> _MATERIAL SHOWN_:

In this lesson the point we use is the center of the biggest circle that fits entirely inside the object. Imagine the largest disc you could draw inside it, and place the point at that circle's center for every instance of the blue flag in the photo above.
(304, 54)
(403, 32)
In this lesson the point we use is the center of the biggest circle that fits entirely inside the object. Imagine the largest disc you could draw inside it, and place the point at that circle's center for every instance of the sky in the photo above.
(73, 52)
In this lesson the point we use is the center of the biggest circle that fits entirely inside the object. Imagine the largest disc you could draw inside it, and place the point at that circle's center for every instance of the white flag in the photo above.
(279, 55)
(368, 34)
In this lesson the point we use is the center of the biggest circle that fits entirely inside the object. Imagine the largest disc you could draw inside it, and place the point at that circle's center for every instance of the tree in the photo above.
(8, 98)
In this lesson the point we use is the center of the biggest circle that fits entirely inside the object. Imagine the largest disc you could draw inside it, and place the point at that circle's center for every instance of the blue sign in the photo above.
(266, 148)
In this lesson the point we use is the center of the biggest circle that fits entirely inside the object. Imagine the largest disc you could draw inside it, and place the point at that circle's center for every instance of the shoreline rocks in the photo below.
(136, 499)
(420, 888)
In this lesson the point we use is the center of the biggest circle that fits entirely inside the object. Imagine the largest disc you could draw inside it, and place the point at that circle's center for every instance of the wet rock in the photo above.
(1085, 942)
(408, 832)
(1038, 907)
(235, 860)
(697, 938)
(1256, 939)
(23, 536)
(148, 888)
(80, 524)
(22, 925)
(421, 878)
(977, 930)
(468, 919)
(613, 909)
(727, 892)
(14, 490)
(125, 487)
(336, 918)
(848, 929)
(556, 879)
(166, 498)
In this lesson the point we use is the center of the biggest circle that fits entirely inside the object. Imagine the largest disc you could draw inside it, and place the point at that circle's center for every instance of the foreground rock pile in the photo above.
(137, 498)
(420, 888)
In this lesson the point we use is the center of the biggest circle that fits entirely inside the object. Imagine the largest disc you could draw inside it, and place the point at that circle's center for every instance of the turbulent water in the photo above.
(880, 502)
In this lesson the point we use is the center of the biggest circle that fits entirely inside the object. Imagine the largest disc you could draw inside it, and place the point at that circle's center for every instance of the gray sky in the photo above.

> _PROBLEM STATEMENT_: Revise the lines starting at the one that contains "rock in the photo above." and ending at the one that contains "(1038, 907)", putting "damp rock" in place of "wet rock" and leaving everything else unchanged. Give only those lines.

> _EXERCISE RESPONSE_:
In this lesson the point we use is the center of the biggest circle that fits entirely inside the object. Imagine the largest disc you could draw inside it, and place the point at that circle's center for every instance of the damp rock in the photo above.
(1085, 942)
(408, 832)
(1038, 907)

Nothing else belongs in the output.